*Trecho:*

'''

Docentes alegam não terem pleno domínio da língua de sinais para lecionar, e alunos reclamam de paralisação
RIO — Rua das Laranjeiras 215. Em um cartaz fixado no lado esquerdo 
da entrada do Instituto Nacional de Surdos (Ines), professores e 
servidores em greve há mais de dois meses justificam a paralisação “em 
defesa da educação”. Do lado direito do portão, outro painel escrito por
 pais e alunos protesta contra o que seria o abuso do direito de greve, 
também “em defesa da educação”. Quem entra na instituição de 156 anos 
logo percebe que o silencioso conflito do lado de fora dá lugar a 
estudantes sem aulas e com poucas chances de escapar da situação, já que
 são raras escolas Brasil afora que oferecem instrução na Linguagem 
Brasileira de Sinais (Libras). 
Apesar
 da trajetória e dos investimentos crescentes, o Ines acumula carências.
 Os professores alegam ter abandonado as salas de aula por não saberem 
como ensinar. Não aprenderam Libras, não têm tradutores disponíveis, 
tampouco material didático. O salário também não corresponde às suas 
expectativas.

'''

*Informações fornecidas:*
'''

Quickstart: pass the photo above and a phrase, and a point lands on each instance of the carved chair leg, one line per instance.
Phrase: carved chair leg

'''

*Instrução:* Você pode dar continuidade ao trecho sobre a greve no Instituto Nacional de Surdos, começando logo depois da última frase? O material não tem nenhuma relação com o que se pede aqui.

*Resultado:*
Pais e alunos preocupados com exames
Esta
 é a terceira greve em menos de quatro anos no Ines, fundado pelo 
imperador Pedro II em 1856 e reconhecido nacionalmente como ícone na 
educação de alunos com deficiência auditiva. A paralisação segue o 
movimento feito por servidores federais, que já atingiu universidades, 
hospitais e o Colégio Pedro II.
Não se sabe ao certo qual é a 
adesão do movimento grevista. Enquanto professores de braços cruzados 
falam em percentuais entre 70 e 80%, a direção do Ines diz que somente 
60 dos 340 funcionários efetivos estariam parados.
Certos são 
mesmo os casos de alunos sem aulas. De olho em uma vaga em uma 
universidade federal para cursar Teatro, o estudante Miguel Oliveira de 
Carvalho, de 17 anos, confessa que não está conseguindo se preparar como
 gostaria para o Exame Nacional do Ensino Médio (Enem), que terá provas 
em novembro. Com ajuda de intérprete, Miguel disse ao GLOBO que está sem
 aulas de Português, Matemática, Literatura e História. O modo como 
gesticula com as mãos dá ênfase ao discurso:
— Entrei aqui 
criança, em 2001, e fico angustiado de não conseguir aprender as 
disciplinas direito. Daí eu fico me perguntando como vou conseguir 
sobreviver lá fora — desabafa.
A
 situação é agravada pelo fato de, geralmente, alunos surdos dominarem 
primeiro os códigos comunicativos da Libras para, só depois, imergirem 
na língua portuguesa. Sem aulas de Português, Miguel prevê que esta será
 sua maior dificuldade no vestibular:
— Nem posso imaginar como farei a parte de interpretação de texto da prova. Para mim, isso é o mais difícil — afirma.
Quem
 também entrou no Ines em 2001 foi Manoel Oliveira de Carvalho, de 14 
anos, irmão mais novo de Miguel. Matriculado na 8ª série do ensino 
fundamental, Manoel alega que não conseguiu assimilar grande parte do 
conteúdo pedagógico por conta das sucessivas greves. Ambos os irmãos 
passaram por três paralisações no Ines.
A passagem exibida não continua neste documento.